──────── 原文 ────────

大家好,我是砸锅。一个摸鱼八年的后端开发。熟悉 Go、Lua。第十五天还是继续和大家一起学习 Rust😊
設計一個 SQL 查询工具
流程大部分都是从各种数据源里操作数据,例如数据获取、过滤、投影、排序。首先需要一个 SQL 解析器,然后需要一个将数据源加载为 DataFrame。所以选定了 sqlparser-rs、polars,然后接下来就是将 sqlparser 解析出来的抽象语法树(Abstract Syntax Tree),映射到 polars 的 DataFrame 的操作
抽象语法树是用来描述复杂语法规则的工具,SQL 或者 DSL、编程语言都有通过 AST 描述,polars 内部也有自己的 AST,所以 SQL 查询工具的需求本质就是如何将一个 SQL AST 转换成另一个 DataFrame AST,在两个数据结构之间进行转换
对于不熟悉的第三方库,可以先写 example 测试一下
Cargo.toml
[package]
name = "queryer"
version = "0.1.0"
edition = "2021"
[[example]]
name = "dialect"
[dependencies]
anyhow = "1" # 错误处理
async-trait = "0.1" # 允许 trait 里有 async fn
sqlparser = "0.10" # SQL 解析器
polars = { version = "0.15", features = ["json", "lazy"] } # DataFrame 库
reqwest = { version = "0.11", default-features = false, features = [
"rustls-tls",
] } # 我们的老朋友 HTTP 客户端
tokio = { version = "1", features = ["fs"] } # 我们的老朋友异步库,我们这里需要异步文件处理
tracing = "0.1" # 日志处理
[dev-dependencies]
tracing-subscriber = "0.2" # 日志处理
tokio = { version = "1", features = [
"full",
] } # 在 example 下我们需要更多的 tokio feature
dialect.rs
use sqlparser::{dialect::GenericDialect, parser::Parser};
fn main() {
tracing_subscriber::fmt::init();
let sql = "SELECT a a1, b, 123, myfunc(b), * \
FROM data_source \
WHERE a > b AND b < 100 AND c BETWEEN 10 AND 20 \
ORDER BY a DESC, b \
LIMIT 50 OFFSET 10";
let ast = Parser::parse_sql(&GenericDialect::default(), sql);
println!("{:#?}", ast)

──────── 待分析数据 ────────

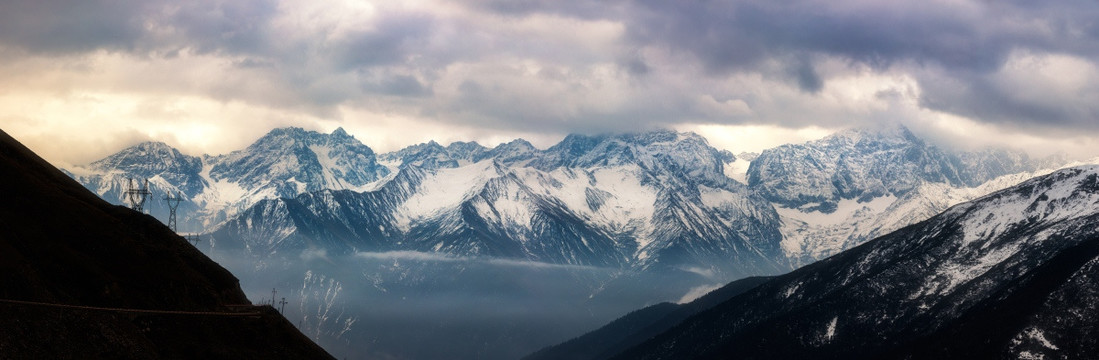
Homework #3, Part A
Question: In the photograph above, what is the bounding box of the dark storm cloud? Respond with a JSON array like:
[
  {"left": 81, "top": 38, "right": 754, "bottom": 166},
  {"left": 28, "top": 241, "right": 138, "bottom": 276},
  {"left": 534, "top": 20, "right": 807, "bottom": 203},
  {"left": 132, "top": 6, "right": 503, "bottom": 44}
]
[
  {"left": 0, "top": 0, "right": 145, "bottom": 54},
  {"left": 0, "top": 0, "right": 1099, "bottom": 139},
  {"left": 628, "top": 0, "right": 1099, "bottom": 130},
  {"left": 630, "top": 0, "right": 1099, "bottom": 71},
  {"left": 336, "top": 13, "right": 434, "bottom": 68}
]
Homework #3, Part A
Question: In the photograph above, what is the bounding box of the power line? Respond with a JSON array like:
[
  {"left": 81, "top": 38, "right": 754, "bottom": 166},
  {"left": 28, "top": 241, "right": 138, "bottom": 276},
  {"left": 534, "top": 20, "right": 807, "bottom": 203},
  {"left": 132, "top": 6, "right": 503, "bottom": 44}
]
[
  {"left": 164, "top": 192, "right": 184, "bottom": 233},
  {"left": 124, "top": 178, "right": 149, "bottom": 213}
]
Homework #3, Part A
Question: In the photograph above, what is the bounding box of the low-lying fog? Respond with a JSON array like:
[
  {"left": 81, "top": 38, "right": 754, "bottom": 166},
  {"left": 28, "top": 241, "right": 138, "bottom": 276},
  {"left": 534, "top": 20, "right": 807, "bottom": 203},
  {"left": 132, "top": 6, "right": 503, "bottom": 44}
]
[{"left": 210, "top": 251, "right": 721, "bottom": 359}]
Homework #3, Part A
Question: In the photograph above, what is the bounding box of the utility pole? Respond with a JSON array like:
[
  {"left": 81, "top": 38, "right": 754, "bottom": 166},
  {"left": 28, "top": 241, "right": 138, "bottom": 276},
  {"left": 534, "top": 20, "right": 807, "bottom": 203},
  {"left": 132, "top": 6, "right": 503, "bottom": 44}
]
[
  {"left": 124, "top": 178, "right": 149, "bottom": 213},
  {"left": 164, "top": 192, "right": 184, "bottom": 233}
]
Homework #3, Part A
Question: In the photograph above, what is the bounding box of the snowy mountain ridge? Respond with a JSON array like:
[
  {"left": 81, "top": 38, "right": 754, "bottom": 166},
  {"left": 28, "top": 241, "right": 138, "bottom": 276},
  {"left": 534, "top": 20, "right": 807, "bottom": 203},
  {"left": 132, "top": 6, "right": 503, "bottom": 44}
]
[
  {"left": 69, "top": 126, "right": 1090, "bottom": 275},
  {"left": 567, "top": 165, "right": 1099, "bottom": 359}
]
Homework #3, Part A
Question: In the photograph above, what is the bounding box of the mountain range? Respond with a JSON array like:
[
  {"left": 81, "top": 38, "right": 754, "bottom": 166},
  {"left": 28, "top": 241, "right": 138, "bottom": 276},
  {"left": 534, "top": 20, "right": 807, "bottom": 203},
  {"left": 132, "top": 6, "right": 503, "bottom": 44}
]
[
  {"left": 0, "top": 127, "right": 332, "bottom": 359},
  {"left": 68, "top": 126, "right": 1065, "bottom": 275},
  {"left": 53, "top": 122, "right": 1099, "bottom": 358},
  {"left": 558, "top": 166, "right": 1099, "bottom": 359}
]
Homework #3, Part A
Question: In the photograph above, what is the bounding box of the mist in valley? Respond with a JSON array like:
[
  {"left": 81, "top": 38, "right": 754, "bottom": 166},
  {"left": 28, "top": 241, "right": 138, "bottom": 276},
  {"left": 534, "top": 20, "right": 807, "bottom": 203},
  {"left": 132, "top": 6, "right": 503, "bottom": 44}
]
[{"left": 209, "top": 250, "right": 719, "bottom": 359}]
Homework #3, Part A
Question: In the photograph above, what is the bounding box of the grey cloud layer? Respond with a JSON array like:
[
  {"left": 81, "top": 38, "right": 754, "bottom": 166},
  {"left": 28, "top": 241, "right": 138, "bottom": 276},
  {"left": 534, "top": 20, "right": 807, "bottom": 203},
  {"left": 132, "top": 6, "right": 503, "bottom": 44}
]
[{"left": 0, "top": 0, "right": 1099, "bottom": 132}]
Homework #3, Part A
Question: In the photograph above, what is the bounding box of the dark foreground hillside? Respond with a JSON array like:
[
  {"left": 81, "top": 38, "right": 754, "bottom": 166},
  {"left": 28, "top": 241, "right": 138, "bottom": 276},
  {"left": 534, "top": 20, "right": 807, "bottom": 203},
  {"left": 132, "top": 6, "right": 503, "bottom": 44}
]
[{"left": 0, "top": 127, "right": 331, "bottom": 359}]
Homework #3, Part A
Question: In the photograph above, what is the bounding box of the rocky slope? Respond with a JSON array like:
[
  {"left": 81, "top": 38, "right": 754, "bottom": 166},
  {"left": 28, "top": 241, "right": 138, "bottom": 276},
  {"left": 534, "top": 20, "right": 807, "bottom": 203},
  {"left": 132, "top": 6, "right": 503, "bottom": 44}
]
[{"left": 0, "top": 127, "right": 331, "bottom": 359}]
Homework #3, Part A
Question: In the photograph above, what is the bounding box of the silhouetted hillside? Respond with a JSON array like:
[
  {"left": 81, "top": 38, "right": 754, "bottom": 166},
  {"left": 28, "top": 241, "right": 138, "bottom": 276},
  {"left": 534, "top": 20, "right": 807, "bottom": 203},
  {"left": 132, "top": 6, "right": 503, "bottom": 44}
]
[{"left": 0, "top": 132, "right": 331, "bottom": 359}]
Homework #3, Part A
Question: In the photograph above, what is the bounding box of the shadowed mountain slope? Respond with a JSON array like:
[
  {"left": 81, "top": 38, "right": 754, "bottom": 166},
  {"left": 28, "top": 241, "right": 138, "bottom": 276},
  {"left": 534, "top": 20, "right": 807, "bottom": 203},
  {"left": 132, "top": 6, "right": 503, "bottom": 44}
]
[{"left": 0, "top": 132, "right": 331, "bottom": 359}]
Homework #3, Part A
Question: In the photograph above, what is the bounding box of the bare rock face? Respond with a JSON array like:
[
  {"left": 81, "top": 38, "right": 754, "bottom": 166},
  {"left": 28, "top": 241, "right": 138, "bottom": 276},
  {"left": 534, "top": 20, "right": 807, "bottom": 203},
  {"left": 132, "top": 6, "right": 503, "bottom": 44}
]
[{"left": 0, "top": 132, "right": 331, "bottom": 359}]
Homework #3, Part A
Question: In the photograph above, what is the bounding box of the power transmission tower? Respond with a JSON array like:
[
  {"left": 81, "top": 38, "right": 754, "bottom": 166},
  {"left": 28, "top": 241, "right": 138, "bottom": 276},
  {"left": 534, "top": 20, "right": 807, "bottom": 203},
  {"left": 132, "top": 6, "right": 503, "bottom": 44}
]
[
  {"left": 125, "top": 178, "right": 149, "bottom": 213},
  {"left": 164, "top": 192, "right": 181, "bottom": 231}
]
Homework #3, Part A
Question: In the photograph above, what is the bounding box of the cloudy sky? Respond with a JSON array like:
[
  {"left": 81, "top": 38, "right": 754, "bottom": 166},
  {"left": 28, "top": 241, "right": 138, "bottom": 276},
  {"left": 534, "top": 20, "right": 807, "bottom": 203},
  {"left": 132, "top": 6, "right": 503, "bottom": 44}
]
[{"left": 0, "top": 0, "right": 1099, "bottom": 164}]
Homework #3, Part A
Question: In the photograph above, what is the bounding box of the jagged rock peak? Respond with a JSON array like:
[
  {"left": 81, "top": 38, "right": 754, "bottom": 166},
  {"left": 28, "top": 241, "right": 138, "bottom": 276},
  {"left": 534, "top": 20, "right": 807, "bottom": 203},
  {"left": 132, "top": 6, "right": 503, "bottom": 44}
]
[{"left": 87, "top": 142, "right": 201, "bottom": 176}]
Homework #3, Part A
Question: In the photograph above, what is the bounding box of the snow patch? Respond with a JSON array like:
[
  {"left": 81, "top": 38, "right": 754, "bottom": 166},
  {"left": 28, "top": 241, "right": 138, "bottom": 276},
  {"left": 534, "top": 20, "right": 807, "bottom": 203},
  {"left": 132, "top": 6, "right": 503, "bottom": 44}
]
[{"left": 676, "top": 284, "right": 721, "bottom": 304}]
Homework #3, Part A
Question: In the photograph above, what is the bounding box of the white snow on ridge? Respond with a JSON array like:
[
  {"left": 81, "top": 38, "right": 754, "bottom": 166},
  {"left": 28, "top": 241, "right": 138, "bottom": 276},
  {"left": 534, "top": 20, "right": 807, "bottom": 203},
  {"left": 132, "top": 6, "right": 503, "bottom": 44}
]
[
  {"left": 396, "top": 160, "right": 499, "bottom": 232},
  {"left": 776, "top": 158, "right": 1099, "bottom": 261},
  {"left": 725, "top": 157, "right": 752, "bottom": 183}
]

────────

→ 问题
1. 在关于用 Rust 设计 SQL 查询工具的原文中,SQL 解析和 DataFrame 分别选定了哪个库?
2. 请接着关于用 Rust 设计 SQL 查询工具的原文往下写。

→ 参考答案
1. SQL 解析选用 sqlparser-rs,DataFrame 选用 polars。

2.
}
执行结果:
➜ queryer git:(master) ✗ cargo run --example dialect
Finished dev [unoptimized + debuginfo] target(s) in 0.47s
Running `target/debug/examples/dialect`
Ok(
[
Query(
Query {
with: None,
body: Select(
Select {
distinct: false,
top: None,
projection: [
ExprWithAlias {
expr: Identifier(
Ident {
value: "a",
quote_style: None,
},
),
alias: Ident {
value: "a1",
quote_style: None,
},
},
...
最终解析效果:
➜ queryer git:(master) ✗ cargo run --example covid --quiet
Ok(shape: (13, 5)
+-----------------------+--------------+-----------+--------------+------------+
| location | total_cases | new_cases | total_deaths | new_deaths |
| --- | --- | --- | --- | --- |
| str | f64 | f64 | f64 | f64 |
+=======================+==============+===========+==============+============+
| "Asia" | 2.08859351e8 | 8.4798e4 | 1.605175e6 | 377 |
+-----------------------+--------------+-----------+--------------+------------+
| "Colombia" | 6.352923e6 | 4567 | 1.42186e5 | 101 |
+-----------------------+--------------+-----------+--------------+------------+
| "Germany" | 3.7739472e7 | 1.1317e4 | 1.65441e5 | 127 |
+-----------------------+--------------+-----------+--------------+------------+
| "High income" | 4.26794547e8 | 1.01266e5 | 2.838402e6 | 376 |
+-----------------------+--------------+-----------+--------------+------------+
| ... | ... | ... | ... | ... |
+-----------------------+--------------+-----------+--------------+------------+
| "Spain" | 1.3731478e7 | 8801 | 1.18434e5 | 251 |
+-----------------------+--------------+-----------+--------------+------------+
| "Sweden" | 2.693458e6 | 2985 | 2.3279e4 | 259 |
+-----------------------+--------------+-----------+--------------+------------+
| "United Kingdom" | 2.4274361e7 | 1.5121e4 | 2.17262e5 | 1007 |
+-----------------------+--------------+-----------+--------------+------------+
| "Upper middle income" | 1.4404686e8 | 2.0479e4 | 2.592276e6 | 194 |
+-----------------------+--------------+-----------+--------------+------------+
| "World" | 6.70246597e8 | 1.22817e5 | 6.823644e6 | 588 |
+-----------------------+--------------+-----------+--------------+------------+
)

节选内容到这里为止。